Task instructions: Every line of the records below from the line with "negative clicks: (148, 100)" up to and including the line with "positive clicks: (225, 94)" must be reproduced exactly, and no line outside that range.
# # # # # # #
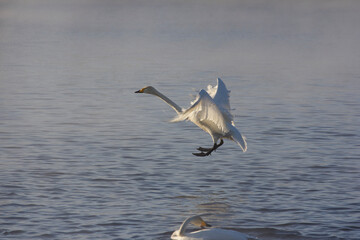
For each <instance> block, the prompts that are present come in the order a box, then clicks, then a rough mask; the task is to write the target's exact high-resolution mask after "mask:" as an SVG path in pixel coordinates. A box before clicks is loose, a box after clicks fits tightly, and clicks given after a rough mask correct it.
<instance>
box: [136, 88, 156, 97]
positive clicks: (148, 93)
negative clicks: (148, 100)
mask: <svg viewBox="0 0 360 240" xmlns="http://www.w3.org/2000/svg"><path fill="white" fill-rule="evenodd" d="M135 93H147V94H153V95H155V94H156V93H157V91H156V89H155V88H154V87H152V86H148V87H144V88H142V89H140V90H138V91H136V92H135Z"/></svg>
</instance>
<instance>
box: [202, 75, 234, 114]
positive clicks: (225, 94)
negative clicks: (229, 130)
mask: <svg viewBox="0 0 360 240" xmlns="http://www.w3.org/2000/svg"><path fill="white" fill-rule="evenodd" d="M207 93H208V94H209V95H210V97H212V99H213V100H214V102H215V104H216V105H217V106H218V108H219V109H220V110H221V112H222V113H223V114H224V116H226V118H227V119H228V121H232V120H233V118H234V117H233V115H232V114H231V111H230V91H229V90H228V89H227V88H226V86H225V83H224V82H223V81H222V80H221V79H220V78H218V79H217V85H216V86H215V87H213V86H211V85H209V86H208V88H207Z"/></svg>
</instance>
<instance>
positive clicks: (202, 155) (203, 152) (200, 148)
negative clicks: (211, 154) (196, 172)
mask: <svg viewBox="0 0 360 240" xmlns="http://www.w3.org/2000/svg"><path fill="white" fill-rule="evenodd" d="M223 144H224V140H222V139H221V141H220V143H219V144H216V142H215V143H214V146H213V147H212V148H202V147H199V148H198V150H199V151H201V152H200V153H193V154H194V155H195V156H199V157H205V156H209V155H210V154H211V153H212V152H213V151H215V150H216V149H218V148H219V147H220V146H221V145H223Z"/></svg>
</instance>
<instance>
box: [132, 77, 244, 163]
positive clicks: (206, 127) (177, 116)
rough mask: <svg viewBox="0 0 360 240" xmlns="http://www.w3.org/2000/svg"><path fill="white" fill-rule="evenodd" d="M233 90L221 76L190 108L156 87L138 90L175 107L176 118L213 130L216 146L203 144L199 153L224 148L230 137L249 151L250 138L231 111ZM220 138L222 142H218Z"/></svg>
mask: <svg viewBox="0 0 360 240" xmlns="http://www.w3.org/2000/svg"><path fill="white" fill-rule="evenodd" d="M229 92H230V91H228V90H227V89H226V86H225V84H224V82H223V81H222V80H221V79H220V78H218V79H217V86H215V87H213V86H211V85H209V86H208V89H207V91H205V90H204V89H202V90H201V91H200V92H199V95H198V97H197V98H196V100H195V101H193V102H191V106H190V108H188V109H182V108H181V107H179V106H178V105H177V104H176V103H174V102H173V101H171V100H170V99H169V98H168V97H166V96H165V95H163V94H162V93H160V92H159V91H157V90H156V89H155V88H154V87H152V86H148V87H144V88H142V89H140V90H138V91H136V92H135V93H147V94H152V95H155V96H158V97H159V98H161V99H162V100H164V101H165V102H166V103H167V104H169V105H170V107H172V108H173V109H174V110H175V111H176V113H177V114H178V115H177V117H175V118H174V119H173V120H172V121H173V122H177V121H184V120H190V121H192V122H193V123H194V124H196V125H197V126H199V127H200V128H201V129H203V130H204V131H205V132H207V133H209V134H210V136H211V137H212V139H213V142H214V145H213V147H212V148H202V147H199V148H198V150H199V151H200V152H199V153H193V154H194V155H196V156H208V155H210V154H211V152H212V151H214V150H216V149H217V148H218V147H220V146H221V145H222V144H223V143H224V141H223V138H227V139H230V140H233V141H234V142H236V143H237V144H238V145H239V146H240V147H241V149H242V150H243V151H244V152H245V151H246V150H247V144H246V139H245V137H244V136H242V135H241V133H240V132H239V131H238V130H237V129H236V128H235V124H234V121H233V116H232V114H231V113H230V102H229V97H230V96H229ZM219 139H220V143H219V144H217V141H218V140H219Z"/></svg>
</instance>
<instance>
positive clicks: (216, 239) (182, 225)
mask: <svg viewBox="0 0 360 240" xmlns="http://www.w3.org/2000/svg"><path fill="white" fill-rule="evenodd" d="M190 223H192V224H194V225H195V226H197V227H201V228H204V227H210V225H209V224H207V223H206V222H205V221H204V220H203V219H202V218H201V217H200V215H197V216H193V217H189V218H187V219H185V221H184V222H183V223H182V224H181V227H180V229H178V230H176V231H175V232H173V234H172V235H171V239H173V240H247V239H248V238H249V236H248V235H246V234H244V233H241V232H237V231H233V230H226V229H221V228H206V229H202V230H199V231H195V232H190V233H185V230H186V227H187V226H188V225H189V224H190Z"/></svg>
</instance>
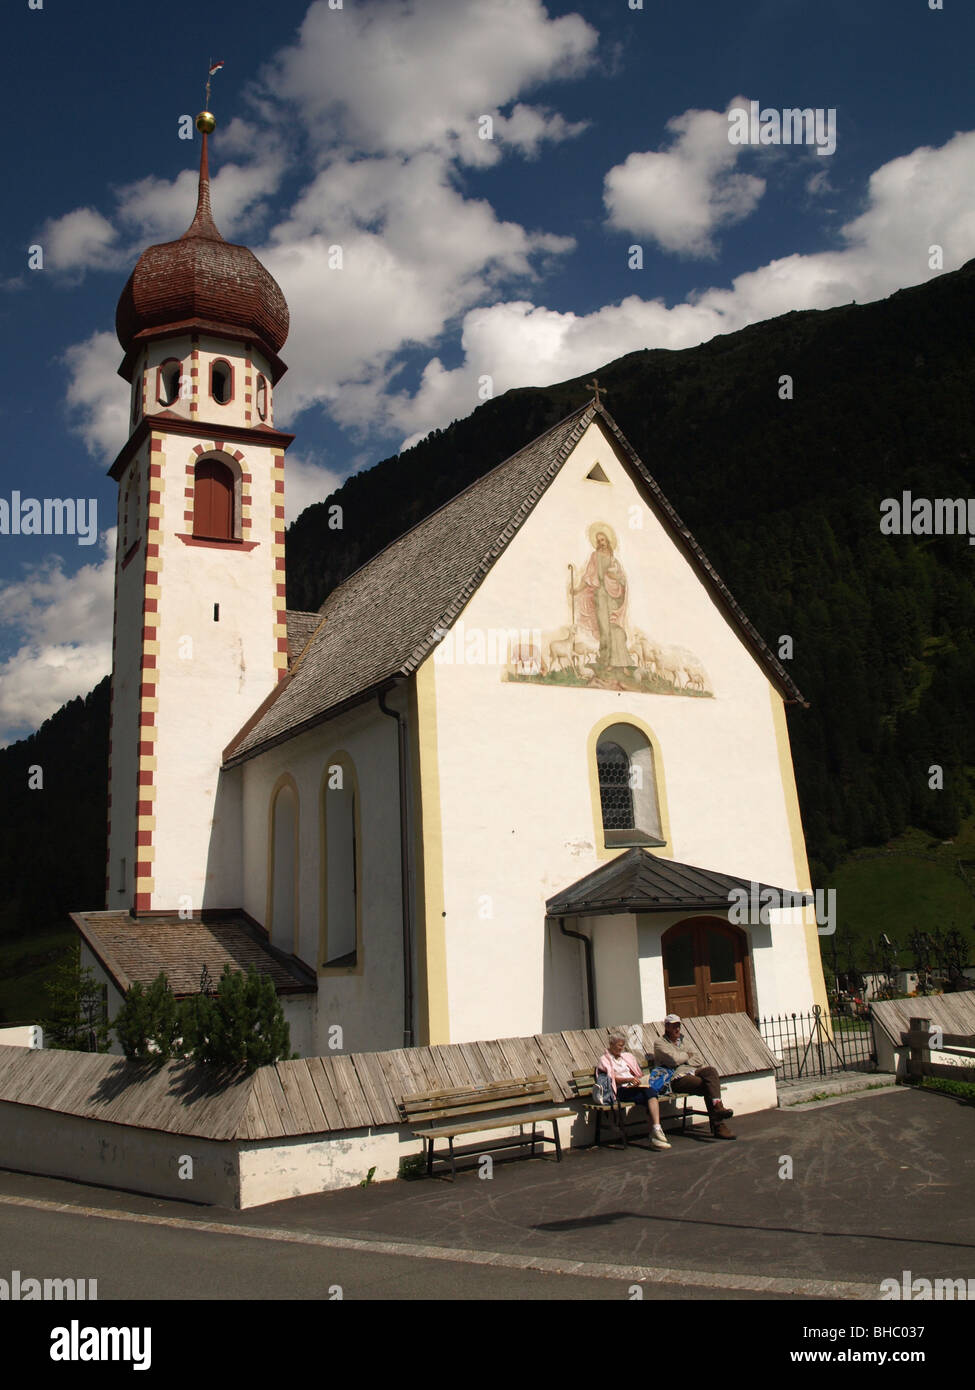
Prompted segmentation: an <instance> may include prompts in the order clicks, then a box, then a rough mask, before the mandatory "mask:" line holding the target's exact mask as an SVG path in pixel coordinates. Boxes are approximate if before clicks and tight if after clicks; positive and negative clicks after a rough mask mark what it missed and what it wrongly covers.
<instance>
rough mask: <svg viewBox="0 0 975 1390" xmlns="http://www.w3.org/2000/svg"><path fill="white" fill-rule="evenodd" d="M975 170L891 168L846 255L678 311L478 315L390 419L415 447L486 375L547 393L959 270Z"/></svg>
mask: <svg viewBox="0 0 975 1390" xmlns="http://www.w3.org/2000/svg"><path fill="white" fill-rule="evenodd" d="M974 164H975V132H965V133H960V135H956V136H953V139H951V140H949V142H947V143H946V145H943V146H942V147H939V149H930V147H926V146H925V147H922V149H918V150H914V152H912V153H911V154H907V156H904V157H903V158H896V160H892V161H890V163H889V164H885V165H883V167H882V168H879V170H878V171H876V172H875V174H873V175H872V177H871V179H869V185H868V189H867V197H865V208H864V211H862V213H861V214H860V215H858V217H855V218H854V220H853V221H850V222H847V224H846V227H843V228H841V232H840V239H841V242H843V243H844V245H843V246H841V249H839V250H828V252H818V253H814V254H808V256H800V254H794V256H784V257H782V259H779V260H773V261H769V263H768V264H766V265H761V267H758V268H757V270H754V271H747V272H744V274H743V275H739V277H736V278H734V279H733V282H732V286H730V289H725V288H712V289H707V291H702V292H701V293H697V295H694V296H688V299H687V300H686V302H684V303H680V304H675V306H673V307H668V306H666V304H663V303H662V302H661V300H644V299H640V297H638V296H637V295H629V296H627V297H626V299H623V300H622V303H619V304H606V306H604V307H602V309H598V310H595V311H594V313H591V314H583V316H579V314H572V313H558V311H555V310H551V309H545V307H542V306H535V304H531V303H529V302H524V300H512V302H506V303H497V304H492V306H490V307H478V309H472V310H470V311H469V313H467V314H466V316H465V320H463V328H462V345H463V350H465V360H463V363H462V366H459V367H456V368H453V370H449V371H448V370H445V368H444V366H442V363H441V361H440V359H438V357H434V359H433V360H431V361H430V363H428V364H427V367H426V370H424V373H423V379H421V384H420V388H419V389H417V392H416V393H414V395H409V393H399V395H394V396H389V398H388V400H387V410H388V414H389V418H391V420H392V421H395V423H396V425H398V427H399V428H402V430H403V431H405V432H406V434H408V439H406V443H413V442H416V441H417V439H420V438H423V435H426V434H428V431H430V430H434V428H437V427H438V425H444V424H446V423H448V421H449V420H452V418H455V417H458V416H466V414H469V413H470V410H473V409H474V406H476V404H477V403H478V399H477V389H478V379H480V377H481V375H485V374H487V375H491V377H492V379H494V391H495V395H499V393H501V392H503V391H508V389H509V388H510V386H529V385H533V386H547V385H552V384H554V382H556V381H565V379H566V378H572V377H576V375H580V374H581V373H588V371H593V370H594V368H597V367H601V366H604V364H605V363H606V361H612V360H613V359H615V357H620V356H623V354H625V353H627V352H636V350H637V349H641V347H691V346H694V345H697V343H701V342H707V341H708V339H709V338H714V336H715V335H716V334H729V332H734V331H736V329H739V328H744V327H746V325H747V324H754V322H759V321H761V320H765V318H773V317H776V316H779V314H784V313H789V311H790V310H794V309H832V307H835V306H836V304H847V303H850V302H851V300H854V299H855V300H857V302H858V303H864V302H869V300H873V299H882V297H883V296H885V295H890V293H893V292H894V291H897V289H901V288H903V286H904V285H917V284H919V282H921V281H925V279H929V278H932V275H935V274H937V271H932V270H930V268H929V264H928V256H929V247H930V246H933V245H939V246H942V247H943V249H944V270H957V268H958V267H960V265H962V264H964V263H965V261H967V260H969V259H971V257H972V256H975V210H972V206H971V197H969V192H968V189H969V181H968V171H971V168H972V165H974ZM609 404H611V409H612V400H611V402H609ZM362 409H364V402H363V403H362Z"/></svg>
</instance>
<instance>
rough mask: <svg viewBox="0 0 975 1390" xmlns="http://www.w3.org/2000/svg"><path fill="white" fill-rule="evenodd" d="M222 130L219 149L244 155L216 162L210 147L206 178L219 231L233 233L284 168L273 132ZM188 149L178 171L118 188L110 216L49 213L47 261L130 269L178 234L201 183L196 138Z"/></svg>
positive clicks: (265, 202) (173, 239)
mask: <svg viewBox="0 0 975 1390" xmlns="http://www.w3.org/2000/svg"><path fill="white" fill-rule="evenodd" d="M227 135H228V139H227V142H225V143H224V145H221V143H220V136H214V139H216V142H217V143H216V150H217V154H220V153H223V152H224V149H225V150H227V153H241V154H243V156H245V158H243V161H242V163H239V164H232V163H231V164H228V163H220V164H218V165H217V161H216V160H213V154H211V163H213V164H214V167H216V172H214V174H213V175H211V178H210V202H211V206H213V208H214V221H216V222H217V227H218V228H220V234H221V235H223V236H225V238H227V240H234V239H235V238H241V236H242V235H243V234H245V232H246V231H248V229H252V228H253V227H256V225H257V224H259V221H260V220H261V217H263V215H264V213H266V210H267V199H268V197H270V196H271V195H273V193H274V192H275V190H277V188H278V185H280V182H281V178H282V175H284V158H282V153H281V145H280V140H278V138H277V135H275V133H274V132H273V131H261V133H260V136H257V135H256V132H255V128H253V126H250V125H248V124H246V122H243V121H232V122H231V125H229V126H228V132H227ZM185 149H186V154H188V167H186V168H185V170H182V171H181V172H179V174H178V175H177V177H175V178H172V179H166V178H157V177H156V175H154V174H149V175H146V178H140V179H136V181H135V182H134V183H125V185H124V186H122V188H118V189H115V190H114V199H115V207H114V211H113V214H111V221H110V220H108V218H107V217H104V215H103V214H102V213H99V211H96V210H95V208H92V207H76V208H74V210H72V211H71V213H64V214H63V215H61V217H51V218H47V221H46V222H45V224H43V227H42V228H40V231H39V234H38V245H40V246H42V247H43V252H45V268H46V270H51V271H58V272H63V274H74V275H76V274H78V272H85V271H89V270H131V268H132V267H134V265H135V263H136V260H138V259H139V256H140V254H142V252H143V250H145V249H146V246H150V245H154V243H157V242H168V240H175V239H177V238H178V236H182V234H184V232H185V231H186V228H188V227H189V224H191V221H192V218H193V211H195V208H196V197H198V190H199V167H198V161H199V143H196V142H195V143H193V145H189V143H188V145H186V146H185ZM248 154H250V158H246V156H248ZM122 234H124V235H122Z"/></svg>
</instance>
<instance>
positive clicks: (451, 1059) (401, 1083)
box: [0, 995, 975, 1143]
mask: <svg viewBox="0 0 975 1390" xmlns="http://www.w3.org/2000/svg"><path fill="white" fill-rule="evenodd" d="M951 998H957V999H962V998H964V999H971V1015H965V1016H964V1017H961V1016H958V1017H956V1016H954V1015H953V1016H951V1019H950V1023H951V1031H953V1033H956V1031H957V1033H971V1031H974V1030H975V997H974V995H956V997H951ZM889 1002H892V1004H904V1005H905V1008H907V1013H905V1016H904V1022H903V1029H901V1027H900V1026H899V1033H900V1031H905V1030H907V1026H908V1017H910V1016H917V1015H918V1005H919V1002H921V1001H918V999H903V1001H900V999H894V1001H889ZM922 1002H924V1009H922V1011H921V1012H924V1013H929V1015H930V1017H932V1022H935V1023H940V1022H942V1019H939V1017H936V1016H935V1013H933V1011H930V1009H929V1005H930V1004H932V1002H933V1001H932V999H925V1001H922ZM875 1008H879V1006H875ZM956 1024H957V1026H956ZM943 1026H944V1029H946V1031H947V1026H949V1020H944V1023H943ZM683 1029H684V1037H686V1040H687V1042H688V1044H690V1047H691V1048H694V1049H695V1051H697V1052H698V1054H700V1055H701V1058H702V1059H704V1062H705V1063H708V1065H711V1066H714V1068H715V1069H716V1070H718V1074H719V1076H722V1077H727V1079H733V1077H736V1076H743V1074H754V1073H771V1072H773V1069H775V1058H773V1055H772V1054H771V1052H769V1049H768V1047H766V1045H765V1042H764V1041H762V1038H761V1036H759V1033H758V1030H757V1029H755V1026H754V1023H752V1022H751V1019H750V1017H748V1016H747V1015H744V1013H720V1015H714V1016H709V1017H705V1019H686V1020H684V1024H683ZM619 1030H620V1031H622V1033H625V1034H626V1036H627V1037H630V1038H633V1042H634V1049H636V1051H637V1052H638V1054H644V1055H645V1056H647V1061H648V1062H650V1061H651V1059H652V1052H654V1040H655V1038H656V1037H662V1036H663V1026H662V1024H661V1023H636V1024H620V1029H619ZM611 1031H615V1030H613V1029H580V1030H574V1031H565V1033H540V1034H537V1036H534V1037H523V1038H492V1040H485V1041H480V1042H448V1044H440V1045H437V1047H416V1048H398V1049H394V1051H389V1052H359V1054H356V1052H352V1054H338V1055H335V1054H332V1055H330V1056H312V1058H302V1059H299V1061H293V1062H278V1063H275V1065H274V1066H263V1068H260V1069H259V1070H257V1072H255V1073H253V1074H252V1076H236V1077H227V1076H218V1074H213V1073H210V1072H206V1070H203V1069H200V1068H196V1066H192V1065H191V1063H189V1062H167V1063H164V1065H163V1066H161V1068H159V1069H156V1068H145V1066H140V1065H136V1063H134V1062H127V1061H125V1059H124V1058H120V1056H114V1055H108V1054H95V1052H61V1051H46V1049H31V1048H22V1047H0V1104H3V1102H7V1104H15V1105H29V1106H32V1108H35V1109H47V1111H54V1112H57V1113H61V1115H76V1116H81V1118H83V1119H93V1120H104V1122H108V1123H114V1125H125V1126H134V1127H136V1129H147V1130H160V1131H163V1133H168V1134H192V1136H196V1137H198V1138H210V1140H218V1141H252V1143H260V1141H261V1140H263V1141H273V1140H280V1138H285V1137H295V1136H300V1134H328V1133H348V1131H349V1130H362V1129H374V1127H389V1126H391V1125H403V1118H402V1112H401V1109H399V1104H401V1101H402V1099H403V1098H405V1097H419V1095H423V1094H424V1093H426V1094H428V1093H431V1091H442V1090H449V1088H462V1087H470V1086H485V1087H487V1086H491V1084H497V1083H503V1081H516V1080H517V1079H519V1077H529V1076H541V1077H542V1079H544V1080H545V1081H547V1083H548V1086H549V1087H551V1091H552V1095H554V1097H555V1101H556V1104H559V1102H562V1101H569V1099H576V1101H577V1099H579V1097H577V1091H576V1090H574V1087H573V1080H572V1074H573V1072H574V1070H591V1069H593V1068H594V1066H595V1063H597V1062H598V1059H599V1058H601V1056H602V1054H604V1052H605V1051H606V1047H608V1037H609V1033H611ZM640 1040H641V1041H643V1045H640ZM651 1065H652V1063H651Z"/></svg>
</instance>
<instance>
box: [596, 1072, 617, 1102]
mask: <svg viewBox="0 0 975 1390" xmlns="http://www.w3.org/2000/svg"><path fill="white" fill-rule="evenodd" d="M615 1101H616V1097H615V1095H613V1083H612V1081H611V1080H609V1073H608V1072H599V1070H597V1072H595V1074H594V1077H593V1104H594V1105H613V1104H615Z"/></svg>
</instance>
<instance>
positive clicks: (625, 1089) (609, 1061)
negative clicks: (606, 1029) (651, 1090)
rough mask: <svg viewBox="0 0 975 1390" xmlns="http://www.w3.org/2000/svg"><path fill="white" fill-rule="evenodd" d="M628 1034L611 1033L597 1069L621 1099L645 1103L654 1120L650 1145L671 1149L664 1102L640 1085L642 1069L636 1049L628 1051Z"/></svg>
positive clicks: (616, 1096)
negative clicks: (663, 1105) (627, 1037)
mask: <svg viewBox="0 0 975 1390" xmlns="http://www.w3.org/2000/svg"><path fill="white" fill-rule="evenodd" d="M625 1045H626V1037H625V1036H623V1034H622V1033H611V1034H609V1047H608V1049H606V1051H605V1052H604V1054H602V1056H601V1058H599V1063H598V1066H597V1070H598V1072H605V1073H606V1074H608V1076H609V1081H611V1084H612V1088H613V1095H615V1097H616V1098H618V1099H620V1101H636V1104H637V1105H645V1106H647V1113H648V1120H650V1123H651V1126H652V1127H651V1131H650V1145H651V1148H670V1145H669V1144H668V1140H666V1136H665V1133H663V1130H662V1129H661V1102H659V1101H658V1099H656V1097H655V1095H651V1094H650V1091H648V1090H647V1087H645V1086H640V1084H638V1083H640V1079H641V1076H643V1072H641V1070H640V1063H638V1062H637V1059H636V1058H634V1055H633V1052H625V1051H623V1048H625Z"/></svg>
# # # # # # #
Solution to this task:
negative clicks: (148, 100)
mask: <svg viewBox="0 0 360 240" xmlns="http://www.w3.org/2000/svg"><path fill="white" fill-rule="evenodd" d="M135 93H147V94H153V95H155V94H156V93H157V91H156V89H155V88H154V87H152V86H148V87H144V88H142V89H140V90H138V91H136V92H135Z"/></svg>
</instance>
<instance>
box: [202, 75, 234, 114]
positive clicks: (225, 94)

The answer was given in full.